* _Given instruction_
Repeat the listing below word for word, everything from the line containing "Annotation task — point out every instance of the sandy" down to the line containing "[(514, 21)]", including both of those lines.

* _Stored data_
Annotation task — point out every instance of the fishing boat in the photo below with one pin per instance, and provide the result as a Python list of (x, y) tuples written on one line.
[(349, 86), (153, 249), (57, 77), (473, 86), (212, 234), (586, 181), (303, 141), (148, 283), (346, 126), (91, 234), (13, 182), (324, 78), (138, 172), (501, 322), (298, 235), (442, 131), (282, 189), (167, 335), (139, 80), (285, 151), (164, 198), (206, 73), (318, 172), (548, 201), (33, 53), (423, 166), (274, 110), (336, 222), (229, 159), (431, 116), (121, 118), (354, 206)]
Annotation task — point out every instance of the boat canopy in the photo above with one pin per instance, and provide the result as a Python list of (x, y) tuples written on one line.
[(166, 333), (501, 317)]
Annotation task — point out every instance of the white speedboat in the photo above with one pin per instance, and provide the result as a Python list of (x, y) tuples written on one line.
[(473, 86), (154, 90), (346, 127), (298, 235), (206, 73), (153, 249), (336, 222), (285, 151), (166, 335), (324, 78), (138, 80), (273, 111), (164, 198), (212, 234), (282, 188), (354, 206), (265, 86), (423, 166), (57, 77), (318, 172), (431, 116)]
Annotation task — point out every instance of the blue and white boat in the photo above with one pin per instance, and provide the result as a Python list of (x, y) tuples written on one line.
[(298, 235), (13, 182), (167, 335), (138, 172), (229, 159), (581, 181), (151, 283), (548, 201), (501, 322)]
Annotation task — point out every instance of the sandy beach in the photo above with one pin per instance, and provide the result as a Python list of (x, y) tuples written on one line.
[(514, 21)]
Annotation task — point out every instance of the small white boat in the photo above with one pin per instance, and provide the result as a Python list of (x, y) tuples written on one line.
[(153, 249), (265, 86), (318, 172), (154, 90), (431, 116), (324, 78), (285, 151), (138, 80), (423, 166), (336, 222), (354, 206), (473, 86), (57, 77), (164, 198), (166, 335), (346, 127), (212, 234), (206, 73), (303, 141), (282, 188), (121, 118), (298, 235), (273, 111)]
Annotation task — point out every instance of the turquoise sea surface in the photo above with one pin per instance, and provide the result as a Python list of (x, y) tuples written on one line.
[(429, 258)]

* _Response for this exercise_
Annotation task — point out every instance of the sandy beach in the photo above with one pin per instance, and provide the result as a Python list of (x, y) tuples written on one line.
[(514, 21)]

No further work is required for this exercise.